INPUT:
---

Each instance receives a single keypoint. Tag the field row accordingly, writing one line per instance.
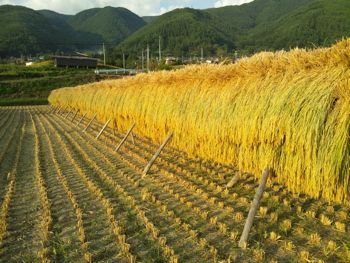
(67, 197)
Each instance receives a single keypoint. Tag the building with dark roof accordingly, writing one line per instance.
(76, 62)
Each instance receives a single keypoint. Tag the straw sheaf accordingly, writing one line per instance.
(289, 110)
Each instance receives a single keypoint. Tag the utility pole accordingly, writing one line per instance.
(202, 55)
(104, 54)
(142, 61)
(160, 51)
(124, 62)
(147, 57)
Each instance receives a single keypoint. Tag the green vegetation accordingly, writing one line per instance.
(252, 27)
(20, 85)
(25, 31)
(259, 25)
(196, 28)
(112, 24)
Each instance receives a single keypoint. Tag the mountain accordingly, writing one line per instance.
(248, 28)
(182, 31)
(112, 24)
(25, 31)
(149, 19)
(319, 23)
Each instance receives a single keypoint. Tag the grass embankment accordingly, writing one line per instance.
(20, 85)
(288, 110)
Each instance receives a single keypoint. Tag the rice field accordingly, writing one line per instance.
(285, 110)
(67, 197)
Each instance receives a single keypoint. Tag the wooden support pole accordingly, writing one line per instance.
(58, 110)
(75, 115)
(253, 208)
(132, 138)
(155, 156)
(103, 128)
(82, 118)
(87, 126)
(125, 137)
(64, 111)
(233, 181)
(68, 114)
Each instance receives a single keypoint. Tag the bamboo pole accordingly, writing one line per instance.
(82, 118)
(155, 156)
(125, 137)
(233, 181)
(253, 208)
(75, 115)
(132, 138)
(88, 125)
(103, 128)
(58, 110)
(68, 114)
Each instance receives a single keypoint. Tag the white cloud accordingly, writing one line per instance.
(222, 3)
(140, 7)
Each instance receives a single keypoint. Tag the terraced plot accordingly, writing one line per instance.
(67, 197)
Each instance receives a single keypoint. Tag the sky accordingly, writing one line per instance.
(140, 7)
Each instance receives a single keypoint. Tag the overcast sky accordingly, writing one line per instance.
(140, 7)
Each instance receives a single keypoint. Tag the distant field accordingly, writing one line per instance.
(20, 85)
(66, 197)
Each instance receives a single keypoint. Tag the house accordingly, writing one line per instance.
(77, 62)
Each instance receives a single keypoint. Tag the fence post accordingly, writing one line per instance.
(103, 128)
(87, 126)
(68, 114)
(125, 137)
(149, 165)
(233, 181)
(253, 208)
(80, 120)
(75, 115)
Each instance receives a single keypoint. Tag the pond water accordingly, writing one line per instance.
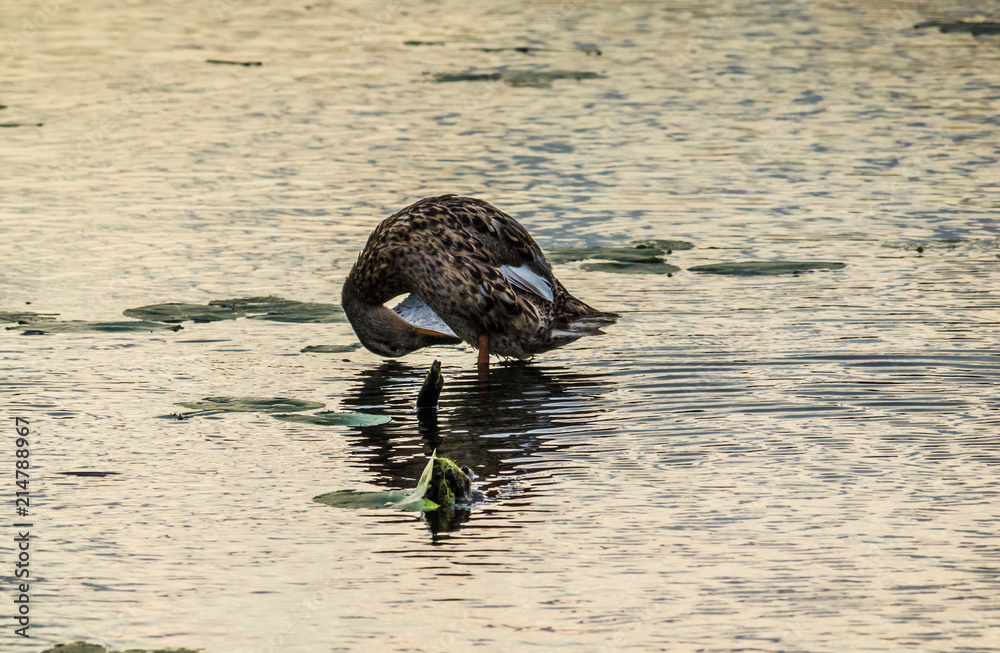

---

SHORT TASK:
Write out only the lines from the line containing "Each instance receives a single keypoint. Tag the overcast" through the end of the material above, both end lines included. Pictures are not written out.

SOLUTION:
Each instance receives a single keypoint. Tag the overcast sky accordingly, writing one line per instance.
(140, 7)
Each instance receives a single keypoint. Tag the distant field accordingly, writing one line per instance.
(20, 85)
(66, 197)
Each instance receives a single keypoint. Tag the house accordingly, writing one line per instance.
(77, 62)
Each instance receives a single keypoint. Tag the fence post accordingly, writing one line per instance.
(103, 128)
(87, 126)
(68, 114)
(125, 137)
(149, 165)
(233, 181)
(253, 208)
(80, 120)
(75, 115)
Each instance receives a single keypoint. Tag the pond water accordingly, writing one line per instance.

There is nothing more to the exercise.